▶ Passage for review
►
The Egyptian military shot dead a young student from al-Arish in north Sinai as she traveled on a road between Cairo and Alexandria, as reported by al-Arabi al-Jadeed.
The victim’s father Hamdi Azzazi said that his daughter, aged 22, was studying at the School of Economics and Political Science and was killed by a hail of bullets from security forces.
“The car came under fire after the driver lost his way and entered a forbidden area, with troops firing on the car, “according to Al-Arabi al-Jadeed. Security sources said the incident was an “accident” and had nothing to do with security as quoted by the Egyptian media
In September 2015, an Egyptian army aircraft fired on a group of visitors parked for a barbecue near a tourist site, thinking they were militants. Eight Mexican citizens and four Egyptians were killed. Six Mexicans were wounded.
Egypt’s Ministry of Interior said that military and police forces had been conducting security operations in El-Wahat (Western Oasis) in the Western Desert. After opening fire, security forces discovered that the four vehicles were civilian.
According to the interior ministry, the vehicles had been in an area prohibited to civilians due to the dangerous security situation.
The Egyptian government did not publicly apologize for the attack but put the blame on the travel company that organized the trip.
Since the military coup in 2013, the Egyptian military have been fighting a war against insurgents in Sinai Peninsula including Sinai Province a group affiliated to the Islamic State (IS).
Clashes with Islamic State group-linked militants frequently take place.
The government says hundreds of police and soldiers have died in the attacks, which have also hit Cairo and the Nile Delta.
◄
▶ Records shown
►
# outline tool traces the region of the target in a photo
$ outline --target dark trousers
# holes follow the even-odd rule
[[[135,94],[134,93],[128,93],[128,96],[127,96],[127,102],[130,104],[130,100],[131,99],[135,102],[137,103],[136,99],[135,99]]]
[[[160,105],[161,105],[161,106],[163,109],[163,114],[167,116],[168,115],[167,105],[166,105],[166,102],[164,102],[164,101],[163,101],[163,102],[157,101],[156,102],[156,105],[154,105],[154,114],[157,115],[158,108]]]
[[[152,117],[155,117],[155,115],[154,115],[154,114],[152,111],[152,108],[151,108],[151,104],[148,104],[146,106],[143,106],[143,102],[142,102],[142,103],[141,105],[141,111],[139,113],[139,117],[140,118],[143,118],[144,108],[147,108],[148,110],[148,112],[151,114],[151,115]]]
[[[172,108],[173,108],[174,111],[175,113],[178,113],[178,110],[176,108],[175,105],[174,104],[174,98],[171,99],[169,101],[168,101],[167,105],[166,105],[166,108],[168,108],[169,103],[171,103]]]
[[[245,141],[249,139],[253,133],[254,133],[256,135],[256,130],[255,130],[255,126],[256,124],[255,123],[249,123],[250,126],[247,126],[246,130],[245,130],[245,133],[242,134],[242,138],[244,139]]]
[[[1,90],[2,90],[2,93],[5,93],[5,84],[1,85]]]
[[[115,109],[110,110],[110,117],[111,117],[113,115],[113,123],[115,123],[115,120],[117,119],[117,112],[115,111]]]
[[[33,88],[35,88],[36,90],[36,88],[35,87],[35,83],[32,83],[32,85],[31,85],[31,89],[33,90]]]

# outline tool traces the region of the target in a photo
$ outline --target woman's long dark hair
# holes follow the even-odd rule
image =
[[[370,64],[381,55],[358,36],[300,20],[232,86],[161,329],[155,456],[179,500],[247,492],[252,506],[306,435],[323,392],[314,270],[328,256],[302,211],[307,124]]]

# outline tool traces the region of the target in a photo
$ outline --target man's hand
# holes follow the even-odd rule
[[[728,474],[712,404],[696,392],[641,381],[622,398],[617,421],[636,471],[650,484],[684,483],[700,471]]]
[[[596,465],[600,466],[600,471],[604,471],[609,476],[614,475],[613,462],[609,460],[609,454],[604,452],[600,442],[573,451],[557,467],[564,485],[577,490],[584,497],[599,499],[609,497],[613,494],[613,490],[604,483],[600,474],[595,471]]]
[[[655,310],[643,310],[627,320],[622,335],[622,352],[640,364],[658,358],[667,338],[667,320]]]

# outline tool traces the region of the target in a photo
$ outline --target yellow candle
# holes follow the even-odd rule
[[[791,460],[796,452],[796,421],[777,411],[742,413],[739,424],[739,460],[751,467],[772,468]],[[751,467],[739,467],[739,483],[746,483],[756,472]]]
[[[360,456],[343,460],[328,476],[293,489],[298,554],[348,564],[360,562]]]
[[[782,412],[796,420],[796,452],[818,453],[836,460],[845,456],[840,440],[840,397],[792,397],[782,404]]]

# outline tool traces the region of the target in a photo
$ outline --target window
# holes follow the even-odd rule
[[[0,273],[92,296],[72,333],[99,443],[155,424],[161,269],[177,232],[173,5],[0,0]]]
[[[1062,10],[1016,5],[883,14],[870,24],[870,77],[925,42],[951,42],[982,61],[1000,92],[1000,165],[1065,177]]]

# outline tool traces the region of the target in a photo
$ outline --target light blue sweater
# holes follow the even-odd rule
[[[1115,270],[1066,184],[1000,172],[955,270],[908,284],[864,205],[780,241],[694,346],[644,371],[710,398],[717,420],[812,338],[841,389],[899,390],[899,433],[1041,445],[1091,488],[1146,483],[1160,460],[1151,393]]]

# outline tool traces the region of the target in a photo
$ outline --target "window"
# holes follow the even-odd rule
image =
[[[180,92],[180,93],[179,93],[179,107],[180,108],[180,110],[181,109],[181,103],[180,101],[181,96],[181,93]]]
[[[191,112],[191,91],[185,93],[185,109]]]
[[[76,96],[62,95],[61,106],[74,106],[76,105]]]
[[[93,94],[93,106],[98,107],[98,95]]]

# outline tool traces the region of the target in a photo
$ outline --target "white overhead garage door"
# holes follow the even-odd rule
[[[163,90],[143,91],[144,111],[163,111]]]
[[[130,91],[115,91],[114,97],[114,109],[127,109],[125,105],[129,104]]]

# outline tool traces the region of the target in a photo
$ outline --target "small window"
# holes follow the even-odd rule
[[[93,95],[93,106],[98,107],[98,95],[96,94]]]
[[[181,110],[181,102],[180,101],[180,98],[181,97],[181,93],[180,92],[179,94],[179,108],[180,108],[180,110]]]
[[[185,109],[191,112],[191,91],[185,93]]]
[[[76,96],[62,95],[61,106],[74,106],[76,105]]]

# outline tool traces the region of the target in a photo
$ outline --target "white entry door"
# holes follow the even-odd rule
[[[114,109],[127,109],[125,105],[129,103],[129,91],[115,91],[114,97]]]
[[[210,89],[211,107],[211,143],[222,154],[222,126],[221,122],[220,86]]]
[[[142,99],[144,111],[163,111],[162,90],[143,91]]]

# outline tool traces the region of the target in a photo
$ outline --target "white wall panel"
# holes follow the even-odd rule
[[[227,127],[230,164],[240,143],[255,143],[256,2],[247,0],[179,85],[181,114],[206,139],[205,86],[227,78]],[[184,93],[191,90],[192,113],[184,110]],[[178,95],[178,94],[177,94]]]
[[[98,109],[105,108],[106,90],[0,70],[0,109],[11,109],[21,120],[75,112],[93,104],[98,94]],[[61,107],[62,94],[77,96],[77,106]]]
◄
▶ What you will do
1. In the news article about the student shot on the Cairo–Alexandria road, what was the victim studying?
2. Rewrite the paragraph of the article on the student's shooting that begins "In September 2015, an Egyptian army aircraft" as a short bulleted list, keeping its main facts.
3. Write a continuation of the news article about the student shot by the Egyptian military, starting after its final sentence.

▶ Answers below
1. She was studying at the School of Economics and Political Science.

2.
- September 2015: an Egyptian army aircraft fired on visitors parked for a barbecue near a tourist site, mistaking them for militants.
- Killed: eight Mexican citizens and four Egyptians.
- Wounded: six Mexicans.

3.
The IS-linked militant group also said it was responsible for the bombing of a Russian plane over Sinai in October 2015 which killed all 224 people on board, most of them holidaymakers. Meanwhile, security forces are also involved in crushing pro-democracy activists, including the banned Muslim Brotherhood and liberals.
Egypt has fallen under military rule after the 2013 coup led by the former Defense Minister Abdel Fattah al-Sisi against Egypt’s first democratically elected President Mohamed Morsi.
Since then, the Egyptian authorities have launched massive crackdown on political opposition, human right activists, and journalists.
According to international organizations’ estimates, Egyptian authorities are detaining about 40,000 of its opponents, suffering poor conditions and hundreds have died in detention as a result of torture and medical negligence.
Even foreigners were targeted by the Egyptian security forces as maintaining “security” became the banner raised by the military regime to justify their unhumanitarian practices.
One of those victims was the Italian PhD student Giulio Regeni who has disappeared on the fifth anniversary of January Revolution and his body was found on the side of the Cairo-Alexandria highway on February 3 by passengers on a bus that had broken down, according to a police source.
The body showed signs of torture, including cigarette burns and beatings, said Egyptian forensics officials. Regeni’s mother addressed the Italian parliament saying that her son’s injuries were so bad and she identified him only by the tip of his nose.
International newspapers, Egyptian human rights groups and activists say that Regeni’s body carry the signs of the Egyptian security forces, allegations those services and the government have strongly denied.